◆ **EXCERPTED TEXT**:
Exercise is a relatively new concept in health. Only in recent decades, as a significant number of jobs have become sedentary, has the medical world realized the detriment of the lack of exercise to health.
The health news media spread the word about the need for exercise and helped create a new part of the virtuous life. The well-rounded, healthy individual must incorporate exercise into any daily regimen, so the message goes.
Although the concept has merit, the individual's well-being, in today's age, is always secondary to the power of the marketplace and money. Accordingly, business interests now dominate the exercise world, exploiting a medical recommendation into a guilt-inducing profit machine.
From over-priced gyms to exercise classes to communities proselytizing a new way of life, smart individuals created companies to manipulate people to spend money on exercise and to translate the modern need for an idealized version of health into monetary gain.
For people with eating disorders, the effect of a powerful exercise industry is more nefarious. Since exercise remains an unquestioned positive in today's society, there is still no room for the message about overexercise. The gyms and classes have no way to manage the person who spends seven hours per day in the gym or goes to four, five or six classes per day.
The medical effects of overexercise are cardiovascular problems, chronic dehydration, muscle breakdown and even kidney failure. Even for those whose symptoms aren't as severe, exercise dominates one's life and leaves no room for any other personal growth or relationships.

◆ **EXTRACTED INFORMATION**:
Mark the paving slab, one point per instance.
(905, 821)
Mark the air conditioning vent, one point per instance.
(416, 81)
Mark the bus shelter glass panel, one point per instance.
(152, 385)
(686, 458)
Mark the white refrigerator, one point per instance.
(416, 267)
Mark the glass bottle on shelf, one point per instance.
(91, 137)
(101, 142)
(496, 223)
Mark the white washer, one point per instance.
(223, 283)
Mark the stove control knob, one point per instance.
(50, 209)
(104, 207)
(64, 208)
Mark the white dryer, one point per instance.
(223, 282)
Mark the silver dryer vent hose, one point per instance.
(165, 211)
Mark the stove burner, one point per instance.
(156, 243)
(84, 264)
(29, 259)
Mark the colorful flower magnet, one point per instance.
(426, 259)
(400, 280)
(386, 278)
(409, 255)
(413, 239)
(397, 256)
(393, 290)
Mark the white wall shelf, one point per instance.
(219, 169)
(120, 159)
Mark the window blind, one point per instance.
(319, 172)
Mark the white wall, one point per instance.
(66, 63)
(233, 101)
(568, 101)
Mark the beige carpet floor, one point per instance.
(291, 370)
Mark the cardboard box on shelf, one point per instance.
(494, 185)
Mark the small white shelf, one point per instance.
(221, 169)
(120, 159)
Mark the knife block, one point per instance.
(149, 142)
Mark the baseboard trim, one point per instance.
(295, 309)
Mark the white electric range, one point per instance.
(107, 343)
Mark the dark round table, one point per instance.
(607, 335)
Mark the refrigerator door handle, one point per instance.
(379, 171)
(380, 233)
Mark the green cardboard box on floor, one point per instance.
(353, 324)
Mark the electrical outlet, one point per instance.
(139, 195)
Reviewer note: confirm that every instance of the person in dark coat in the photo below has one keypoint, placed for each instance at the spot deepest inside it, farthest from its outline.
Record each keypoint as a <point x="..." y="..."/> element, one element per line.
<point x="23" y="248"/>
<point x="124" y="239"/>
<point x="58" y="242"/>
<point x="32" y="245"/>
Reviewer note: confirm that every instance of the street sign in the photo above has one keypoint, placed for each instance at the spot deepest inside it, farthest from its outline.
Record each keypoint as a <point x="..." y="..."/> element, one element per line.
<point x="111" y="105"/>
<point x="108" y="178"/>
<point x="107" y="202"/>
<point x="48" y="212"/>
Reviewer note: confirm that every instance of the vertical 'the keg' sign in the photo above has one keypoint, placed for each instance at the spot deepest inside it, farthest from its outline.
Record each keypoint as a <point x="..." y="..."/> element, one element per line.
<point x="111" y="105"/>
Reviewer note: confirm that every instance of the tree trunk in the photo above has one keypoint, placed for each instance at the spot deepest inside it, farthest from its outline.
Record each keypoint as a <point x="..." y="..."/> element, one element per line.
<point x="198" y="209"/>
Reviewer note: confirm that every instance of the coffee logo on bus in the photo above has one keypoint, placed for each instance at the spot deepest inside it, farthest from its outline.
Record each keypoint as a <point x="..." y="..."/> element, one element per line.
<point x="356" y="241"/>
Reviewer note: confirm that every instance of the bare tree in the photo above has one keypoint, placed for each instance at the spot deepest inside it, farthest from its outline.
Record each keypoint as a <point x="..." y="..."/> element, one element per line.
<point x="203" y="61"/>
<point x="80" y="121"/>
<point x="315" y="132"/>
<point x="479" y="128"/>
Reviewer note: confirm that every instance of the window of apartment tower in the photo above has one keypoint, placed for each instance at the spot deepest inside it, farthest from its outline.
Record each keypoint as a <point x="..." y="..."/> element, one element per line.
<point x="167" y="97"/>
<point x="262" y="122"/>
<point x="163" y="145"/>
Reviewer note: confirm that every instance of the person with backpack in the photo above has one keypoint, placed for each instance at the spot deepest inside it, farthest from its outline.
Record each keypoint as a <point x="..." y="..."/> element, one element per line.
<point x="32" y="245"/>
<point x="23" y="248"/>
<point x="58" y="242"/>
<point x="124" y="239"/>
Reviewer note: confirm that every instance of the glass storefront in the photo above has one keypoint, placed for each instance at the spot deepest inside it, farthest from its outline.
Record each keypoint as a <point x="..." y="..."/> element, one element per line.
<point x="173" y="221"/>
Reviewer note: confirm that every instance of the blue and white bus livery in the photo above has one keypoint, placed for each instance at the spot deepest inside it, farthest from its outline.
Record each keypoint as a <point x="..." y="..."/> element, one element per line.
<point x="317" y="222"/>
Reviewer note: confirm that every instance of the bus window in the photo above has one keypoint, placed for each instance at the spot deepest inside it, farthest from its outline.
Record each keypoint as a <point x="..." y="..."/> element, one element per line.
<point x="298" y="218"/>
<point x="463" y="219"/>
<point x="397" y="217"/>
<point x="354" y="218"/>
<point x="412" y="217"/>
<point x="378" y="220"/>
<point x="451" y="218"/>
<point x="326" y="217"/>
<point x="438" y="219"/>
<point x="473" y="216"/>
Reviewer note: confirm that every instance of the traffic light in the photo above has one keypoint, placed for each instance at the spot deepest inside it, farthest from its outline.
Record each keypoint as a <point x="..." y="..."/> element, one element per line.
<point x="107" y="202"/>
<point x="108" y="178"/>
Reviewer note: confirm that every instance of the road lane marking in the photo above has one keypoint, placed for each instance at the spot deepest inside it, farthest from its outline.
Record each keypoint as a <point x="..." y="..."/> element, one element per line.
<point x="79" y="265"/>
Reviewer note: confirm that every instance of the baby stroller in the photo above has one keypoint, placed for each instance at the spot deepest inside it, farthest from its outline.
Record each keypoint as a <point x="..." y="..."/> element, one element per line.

◆ **WORK TASK 1**: Decide whether each statement agrees with the text on the exercise industry, answering yes or no and quoting the deciding words of that text: (a) the medical world recognized the harm of inactivity only in recent decades; (b) gyms and classes have ways to manage people who overexercise; (c) kidney failure is among the medical effects of overexercise.
◆ **WORK TASK 2**: Write the next part of the text on the exercise industry, beginning after its final sentence.

◆ **ANSWER SPACE 1**:
(a) Yes: "Only in recent decades, as a significant number of jobs have become sedentary, has the medical world realized the detriment of the lack of exercise to health."
(b) No: "The gyms and classes have no way to manage the person who spends seven hours per day in the gym or goes to four, five or six classes per day."
(c) Yes: "The medical effects of overexercise are cardiovascular problems, chronic dehydration, muscle breakdown and even kidney failure."

◆ **ANSWER SPACE 2**:
The first step towards addressing overexercise is to call it a problem. Exercise is necessary for our bodies to function, but that can mean walking each day as much as going to a gym or class. The idea is that our bodies are not made to sit exclusively. Moreover, the human body needs food to function every day, no matter the amount of exercise. The industry has coopted the concept of calorie burning to mean one deserves food only after burning energy. Separating food from exercise is a crucial part of discounting eating disorder myths.
Limiting exercise to a certain number of times per week and amount of time per day is also a way to recognize the potential detriment of overexercise. Without a way to acknowledge excess, the pervasive message that exercise is always good will triumph.
Taking these initial steps will also open the eyes to the eating disorder community that exercise must play as large a role in the eating disorder symptomatology as starving, purging or laxative use. When we as clinicians take overexercise seriously and devise treatment aimed directly at these symptoms, people seeking treatment will hear the message much more clearly.